** Opening Passage block **

    I and many other civil rights workers initially held the liberal view. But once involved in the Freedom Movement we quickly learned that while discrimination and lack of opportunity are certainly important factors, lack of political power (broadly defined) is a deeper, and more fundamental root cause of systemic poverty. In this context, "political power" refers to the ability to change (or maintain) some economic aspect of society. This kind of political power can be expressed via elections, lobbying, economic action (boycotts, strikes and mutual aid), and all the varied tactics of nonviolent direct action.
** Closing Passage block **
** Opening Supplied entries block **
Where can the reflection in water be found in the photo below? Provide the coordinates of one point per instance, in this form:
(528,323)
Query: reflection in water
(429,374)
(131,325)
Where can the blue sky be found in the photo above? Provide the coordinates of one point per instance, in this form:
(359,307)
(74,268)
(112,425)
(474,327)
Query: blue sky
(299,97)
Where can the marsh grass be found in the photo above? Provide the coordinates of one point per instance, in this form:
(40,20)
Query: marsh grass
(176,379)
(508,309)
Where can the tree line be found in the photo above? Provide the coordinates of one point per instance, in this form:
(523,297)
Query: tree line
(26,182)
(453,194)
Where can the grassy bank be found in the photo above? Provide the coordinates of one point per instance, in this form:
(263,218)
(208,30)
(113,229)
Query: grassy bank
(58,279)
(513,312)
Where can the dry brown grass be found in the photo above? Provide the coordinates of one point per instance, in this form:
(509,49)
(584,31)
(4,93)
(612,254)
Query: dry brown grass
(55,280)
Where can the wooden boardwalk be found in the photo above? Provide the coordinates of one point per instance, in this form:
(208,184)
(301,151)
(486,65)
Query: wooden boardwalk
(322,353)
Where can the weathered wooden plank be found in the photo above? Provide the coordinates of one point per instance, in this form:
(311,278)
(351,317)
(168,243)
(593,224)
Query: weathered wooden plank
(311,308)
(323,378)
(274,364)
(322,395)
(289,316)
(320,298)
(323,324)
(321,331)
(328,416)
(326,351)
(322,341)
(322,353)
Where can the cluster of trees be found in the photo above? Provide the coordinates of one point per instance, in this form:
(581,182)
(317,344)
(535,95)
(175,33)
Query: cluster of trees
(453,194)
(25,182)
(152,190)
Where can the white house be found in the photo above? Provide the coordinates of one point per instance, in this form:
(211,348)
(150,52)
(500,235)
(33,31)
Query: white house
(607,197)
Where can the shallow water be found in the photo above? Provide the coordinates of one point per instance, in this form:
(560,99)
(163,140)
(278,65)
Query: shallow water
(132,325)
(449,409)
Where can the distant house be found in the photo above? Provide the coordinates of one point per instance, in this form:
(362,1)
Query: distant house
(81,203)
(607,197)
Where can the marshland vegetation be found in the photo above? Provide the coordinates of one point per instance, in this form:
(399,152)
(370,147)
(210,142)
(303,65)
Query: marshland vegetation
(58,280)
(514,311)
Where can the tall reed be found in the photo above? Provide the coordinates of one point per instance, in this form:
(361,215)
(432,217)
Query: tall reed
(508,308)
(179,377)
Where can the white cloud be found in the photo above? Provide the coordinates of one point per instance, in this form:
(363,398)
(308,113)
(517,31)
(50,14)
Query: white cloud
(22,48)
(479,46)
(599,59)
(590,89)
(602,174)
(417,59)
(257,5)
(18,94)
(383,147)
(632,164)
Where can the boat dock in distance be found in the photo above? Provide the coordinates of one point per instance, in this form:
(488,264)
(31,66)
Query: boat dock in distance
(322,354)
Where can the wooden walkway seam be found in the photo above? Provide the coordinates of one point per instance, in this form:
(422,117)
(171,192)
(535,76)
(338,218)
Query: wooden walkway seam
** Closing Supplied entries block **
What you are asked to do:
Answer these questions using the passage on political power and poverty.
(a) What view did the writer and many other civil rights workers hold at first?
(b) In this context, what does "political power" refer to?
(c) Which three forms of economic action does the passage name?

Exercise result:
(a) The liberal view.
(b) The ability to change (or maintain) some economic aspect of society.
(c) Boycotts, strikes and mutual aid.